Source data
#####

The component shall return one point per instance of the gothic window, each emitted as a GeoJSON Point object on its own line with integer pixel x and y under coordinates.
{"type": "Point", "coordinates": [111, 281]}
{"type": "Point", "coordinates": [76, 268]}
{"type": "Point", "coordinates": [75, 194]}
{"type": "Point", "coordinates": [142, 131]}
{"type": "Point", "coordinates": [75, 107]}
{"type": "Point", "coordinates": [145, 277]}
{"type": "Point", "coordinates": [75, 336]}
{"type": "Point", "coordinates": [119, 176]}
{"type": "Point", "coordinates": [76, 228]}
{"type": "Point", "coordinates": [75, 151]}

#####

The answer is the full set of records, printed exactly as given.

### [Task response]
The component shall return one point per instance of the gothic window, each emitted as a GeoJSON Point object on its own line with integer pixel x and y under coordinates.
{"type": "Point", "coordinates": [111, 281]}
{"type": "Point", "coordinates": [76, 268]}
{"type": "Point", "coordinates": [75, 194]}
{"type": "Point", "coordinates": [142, 131]}
{"type": "Point", "coordinates": [75, 107]}
{"type": "Point", "coordinates": [145, 277]}
{"type": "Point", "coordinates": [75, 336]}
{"type": "Point", "coordinates": [119, 176]}
{"type": "Point", "coordinates": [76, 228]}
{"type": "Point", "coordinates": [75, 151]}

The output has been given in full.